Referring expression pointing data:
--------------------------------------------------
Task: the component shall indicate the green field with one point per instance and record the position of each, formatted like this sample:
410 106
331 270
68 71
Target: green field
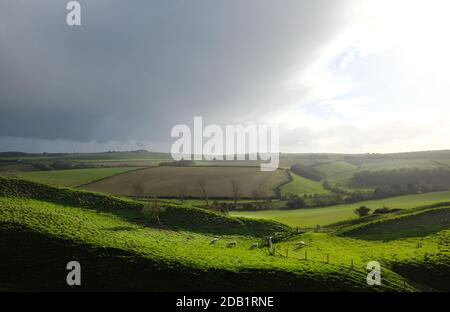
117 243
328 215
331 169
73 177
301 185
166 181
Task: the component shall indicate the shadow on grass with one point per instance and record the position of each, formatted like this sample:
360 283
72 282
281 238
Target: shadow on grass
416 225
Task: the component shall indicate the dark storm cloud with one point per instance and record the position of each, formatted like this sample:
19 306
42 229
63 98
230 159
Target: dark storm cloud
136 68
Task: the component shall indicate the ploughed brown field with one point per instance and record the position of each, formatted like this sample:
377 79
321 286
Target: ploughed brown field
167 181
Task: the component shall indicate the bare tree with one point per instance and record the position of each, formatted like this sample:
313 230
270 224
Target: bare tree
201 184
153 209
138 189
256 196
236 190
182 193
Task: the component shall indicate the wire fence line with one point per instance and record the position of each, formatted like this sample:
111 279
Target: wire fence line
353 266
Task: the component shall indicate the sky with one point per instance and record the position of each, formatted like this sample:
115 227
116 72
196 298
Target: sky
354 76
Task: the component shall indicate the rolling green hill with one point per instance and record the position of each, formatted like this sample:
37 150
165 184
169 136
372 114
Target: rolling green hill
328 215
73 177
301 185
122 248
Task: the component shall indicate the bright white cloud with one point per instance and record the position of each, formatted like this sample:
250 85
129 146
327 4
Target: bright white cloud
398 105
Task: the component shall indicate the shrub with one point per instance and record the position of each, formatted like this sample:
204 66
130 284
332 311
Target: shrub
362 211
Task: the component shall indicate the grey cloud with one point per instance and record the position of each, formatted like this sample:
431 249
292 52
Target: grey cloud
136 68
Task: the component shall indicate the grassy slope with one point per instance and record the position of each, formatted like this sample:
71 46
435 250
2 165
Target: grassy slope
73 177
331 169
301 185
166 181
117 242
328 215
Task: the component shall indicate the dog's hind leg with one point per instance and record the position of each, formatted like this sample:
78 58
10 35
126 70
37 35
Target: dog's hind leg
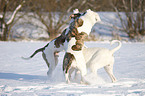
109 70
44 57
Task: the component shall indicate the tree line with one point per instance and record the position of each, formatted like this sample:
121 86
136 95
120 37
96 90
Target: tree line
133 24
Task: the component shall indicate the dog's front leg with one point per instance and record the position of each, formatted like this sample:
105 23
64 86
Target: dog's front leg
81 65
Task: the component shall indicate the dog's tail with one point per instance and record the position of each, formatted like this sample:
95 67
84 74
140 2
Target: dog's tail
116 48
38 50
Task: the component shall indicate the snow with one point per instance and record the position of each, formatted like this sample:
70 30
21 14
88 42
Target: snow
20 77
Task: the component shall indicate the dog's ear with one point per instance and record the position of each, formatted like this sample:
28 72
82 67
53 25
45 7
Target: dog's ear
74 15
71 16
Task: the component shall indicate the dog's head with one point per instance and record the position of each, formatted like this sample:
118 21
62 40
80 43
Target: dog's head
93 16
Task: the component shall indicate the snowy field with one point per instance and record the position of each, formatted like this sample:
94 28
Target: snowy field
20 77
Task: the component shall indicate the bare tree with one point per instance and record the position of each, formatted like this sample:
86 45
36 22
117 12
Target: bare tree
133 22
5 23
53 14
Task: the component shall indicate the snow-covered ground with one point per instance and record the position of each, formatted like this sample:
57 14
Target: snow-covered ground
20 77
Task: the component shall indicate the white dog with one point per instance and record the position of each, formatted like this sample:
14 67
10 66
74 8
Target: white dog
82 28
97 58
51 50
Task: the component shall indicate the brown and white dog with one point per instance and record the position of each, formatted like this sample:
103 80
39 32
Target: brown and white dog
75 43
51 50
96 58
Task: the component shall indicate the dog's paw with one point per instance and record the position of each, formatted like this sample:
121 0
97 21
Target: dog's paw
76 48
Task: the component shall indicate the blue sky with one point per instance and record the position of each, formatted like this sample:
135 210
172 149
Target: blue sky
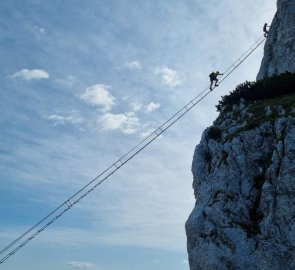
81 83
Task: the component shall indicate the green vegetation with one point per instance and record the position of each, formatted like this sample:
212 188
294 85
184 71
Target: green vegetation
269 88
260 117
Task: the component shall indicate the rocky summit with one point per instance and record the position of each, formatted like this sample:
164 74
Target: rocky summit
244 173
279 50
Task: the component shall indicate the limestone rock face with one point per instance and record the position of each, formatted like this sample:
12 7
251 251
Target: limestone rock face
244 185
279 50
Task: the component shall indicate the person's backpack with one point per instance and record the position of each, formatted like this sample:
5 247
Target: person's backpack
212 75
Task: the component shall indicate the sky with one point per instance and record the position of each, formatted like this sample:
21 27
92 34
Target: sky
82 82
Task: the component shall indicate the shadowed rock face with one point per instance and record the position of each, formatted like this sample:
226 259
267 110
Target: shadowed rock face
279 50
244 184
244 174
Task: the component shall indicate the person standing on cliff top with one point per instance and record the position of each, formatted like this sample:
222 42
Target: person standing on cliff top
265 30
213 77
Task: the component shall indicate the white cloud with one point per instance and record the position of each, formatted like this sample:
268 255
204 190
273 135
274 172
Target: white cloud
170 77
135 106
33 74
152 107
67 81
61 120
133 65
127 123
98 95
81 265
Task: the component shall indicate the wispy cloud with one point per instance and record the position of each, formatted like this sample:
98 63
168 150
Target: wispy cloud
135 106
128 123
67 81
33 74
81 265
62 120
169 76
98 95
133 65
152 107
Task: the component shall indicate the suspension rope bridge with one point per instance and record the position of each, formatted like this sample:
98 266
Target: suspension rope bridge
46 221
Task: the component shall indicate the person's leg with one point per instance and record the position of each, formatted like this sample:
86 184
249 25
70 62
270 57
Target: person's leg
216 82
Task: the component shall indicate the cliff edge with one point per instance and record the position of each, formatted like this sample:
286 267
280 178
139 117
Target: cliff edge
279 49
244 173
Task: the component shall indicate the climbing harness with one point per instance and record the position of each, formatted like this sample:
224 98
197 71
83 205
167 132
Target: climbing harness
41 225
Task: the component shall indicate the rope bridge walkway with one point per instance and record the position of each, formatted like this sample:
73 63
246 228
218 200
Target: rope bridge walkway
46 221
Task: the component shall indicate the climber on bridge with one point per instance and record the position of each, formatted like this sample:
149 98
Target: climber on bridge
265 30
213 77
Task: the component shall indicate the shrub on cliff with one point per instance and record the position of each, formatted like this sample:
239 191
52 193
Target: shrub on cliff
278 85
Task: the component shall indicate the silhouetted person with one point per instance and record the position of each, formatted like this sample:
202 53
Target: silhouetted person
213 78
265 30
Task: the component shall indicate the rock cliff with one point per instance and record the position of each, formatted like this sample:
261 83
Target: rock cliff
279 50
244 174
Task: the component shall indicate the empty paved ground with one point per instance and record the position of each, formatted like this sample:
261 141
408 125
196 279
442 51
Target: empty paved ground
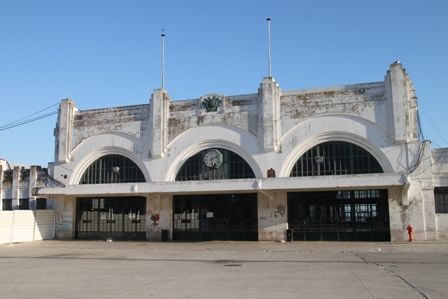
96 269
--------------------------------------------------
Work to be completed:
Could you write out every line above exactly as it stands, with no images?

Answer area:
Task: the component shall indicate the green field with one point per instance and record the position of each, formatted like this sample:
410 106
331 270
68 71
Target: green field
117 243
328 215
331 169
73 177
301 185
166 181
Task: the component shall indicate the shadow on grass with one point per instance and record the position of each, formatted like this sample:
360 283
72 282
281 238
Target: shadow on grass
416 225
Task: the component shall indicate the dark storm cloud with one point per instance and record the position of each, formatted like this sample:
19 306
42 229
63 98
230 159
Target: dark storm cloud
136 68
Task: the component shall indicate the ploughed brown field with one point per instance and record the position of each, formatted like this sample:
377 79
321 286
Target: ploughed brown field
167 181
Task: the component shall indicate the bare tree with one point per instance and record the position of each, formatted like this sample:
313 230
270 224
Target: bare tree
201 184
153 209
138 189
256 196
236 190
182 193
Task: the component shall indicate the wire fence line with one point per instance and record the position of each, formatted like this sample:
111 279
Target: wire fence line
353 266
Task: the component shall indicate the sky with one point per instance and record the position of each, formatted like this sample:
115 227
116 72
196 298
Target: sky
354 76
Task: the component shall indicate the rolling green hill with one point per instance and record the position of each, formatted like this sample:
37 150
165 184
169 136
372 114
Target: rolling green hill
328 215
73 177
301 185
122 248
Task: the component shall indicate the bright white cloud with one point per instance and record the position of each, formatted like this sample:
250 85
129 146
327 4
Target: bright white cloud
398 105
Task: the component shall indicate the shrub with one point per instance and record the position of each, formatted like this sample:
204 66
130 284
332 311
Target: shrub
362 211
Task: the component shall indicate the grey cloud with one point per instance and record the position of each, formatted like this sample:
431 249
292 52
Target: grey cloud
136 68
Task: the component shall indicate the grassy slope with one point per instance and record the position of each, formatted like this sample:
71 46
435 250
2 165
Target: grassy slope
73 177
331 169
301 185
166 181
117 242
328 215
Task: the component shall indicate the dog's hind leg with one point per instance and record the position of each, formatted like this sample:
78 58
10 35
126 70
37 35
Target: dog's hind leg
109 70
44 57
Task: the component shall indicate the tree line with one point per instance and record the position of each, formatted like this sample:
121 86
136 95
120 37
96 90
Target: tree line
133 24
Task: the component shall indicate the dog's front leg with one point per instance and record the position of each, formatted like this sample:
105 23
64 86
Target: dog's front leg
81 65
Task: the component shall indicate the dog's tail with one point per instance and record the position of each, formatted like this sample:
95 67
84 74
140 2
Target: dog's tail
116 48
38 50
Task: the component shall indicate the snow with one point per instance and record the position of each, formatted like this sample:
70 30
21 14
88 42
Target: snow
20 77
Task: the component shall indicate the dog's ear with one point per instance and record the position of each, formatted like this sample:
28 72
82 67
53 25
45 7
Target: dog's ear
74 15
71 16
Task: the component shall indicate the dog's head with one point per instance and record the position of each, formatted like this sample:
118 21
62 40
80 43
Target: dog's head
93 16
Task: the component shall indicate the snowy field with one point per instance and record the position of each, formatted like this sample:
94 28
Target: snowy field
20 77
Task: the component shall indicate the bare tree with one point per instance and record the position of each, formatted like this sample:
86 45
36 22
117 12
Target: bare tree
133 22
5 23
53 14
Task: the component shall indicate the snow-covered ground with one point per instance and record the position of each, formatted like this sample:
57 14
Target: snow-covered ground
20 77
Task: the component shall indicate the white dog with one point per instance and record the position of each, formatted like this sample:
14 67
10 66
74 8
Target: white dog
82 28
97 58
51 50
Task: the component shall indicate the brown and white dog with one point per instance and record the position of each, formatted like this sample:
103 80
39 32
Target: brown and white dog
75 43
51 50
96 58
Task: the component shall indicate the dog's paw with one point per instance and record the position of each, formatted like this sample:
121 0
97 21
Target: dog's paw
76 48
Task: the component shall indicate the blue sky with one point per instance and record the position of each, formatted like this sample:
135 210
172 149
Target: blue sky
81 83
Task: the component shall indicate the green vegetation with one point per instance and record the position of each, formatted like this sample:
212 188
294 85
184 71
Target: green vegetation
269 88
260 117
Task: the component shall indicate the rocky summit with one point per instance and record the position of each, formatted like this sample:
164 74
Target: rocky summit
244 173
279 50
Task: the component shall indicate the limestone rock face with one point per instance and record the position of each, formatted like this sample:
12 7
251 251
Target: limestone rock face
244 185
279 50
Task: the component shall indicate the person's backpack with one point per instance and record the position of each, formatted like this sample:
5 247
Target: person's backpack
212 75
Task: the component shall indicate the sky with one point per instance and record the position of each, formatted like this sample:
21 27
92 34
Target: sky
82 82
Task: the component shall indicate the shadowed rock face with one point per instance and record the position of each, formatted like this sample:
226 259
267 110
Target: shadowed rock face
279 50
244 184
244 174
Task: the component shall indicate the person standing on cliff top with one point per instance and record the position of each, formatted like this sample:
222 42
Target: person standing on cliff top
265 30
213 77
Task: the component shall indicate the white cloud with one point per instance and record the position of each, formatted like this sample:
268 255
204 190
273 135
274 172
Target: white cloud
170 77
135 106
33 74
152 107
67 81
61 120
133 65
127 123
98 95
81 265
Task: the component shall indicate the wispy cloud with one point per instance and record the position of each, formatted like this sample:
98 63
168 150
Target: wispy cloud
135 106
128 123
67 81
33 74
81 265
62 120
169 76
98 95
133 65
152 107
Task: the component shall indicate the suspension rope bridge with one point per instance and record the position of each, formatted like this sample:
98 266
Target: suspension rope bridge
46 221
Task: the component shall indicate the person's leg with one point per instance and record the position of each, formatted like this sample:
86 184
249 25
70 62
270 57
Target: person's leg
216 82
Task: the component shall indicate the cliff edge with one point per instance and record the position of each, formatted like this sample:
286 267
280 178
139 117
Target: cliff edge
279 49
244 173
Task: the component shall indicate the climbing harness with one point per instance and record the position of each, formatted like this sample:
224 98
197 71
83 205
167 132
Target: climbing harness
41 225
Task: the component shall indicate the rope bridge walkway with one point per instance and record the position of each, formatted like this sample:
73 63
246 228
218 200
Target: rope bridge walkway
46 221
Task: the component shall indicate the climber on bridge with one point per instance and record the position of each, formatted like this sample:
149 98
Target: climber on bridge
265 30
213 77
Task: the component shall indicate the shrub on cliff with one point per instance and record the position of each, formatted like this sample:
239 191
52 193
Target: shrub on cliff
278 85
Task: the component shall indicate the silhouetted person with one point per instance and record the position of each, formatted like this sample:
202 53
Target: silhouetted person
213 78
265 30
Task: the component shall indicate the rock cliff with one point per instance and record the position of each, formatted like this sample:
261 83
Target: rock cliff
279 50
244 174
Task: the component shall indicate the empty paved ground with one point per instance and record the position of each, formatted like this sample:
261 141
408 125
196 279
442 51
Target: empty paved ground
96 269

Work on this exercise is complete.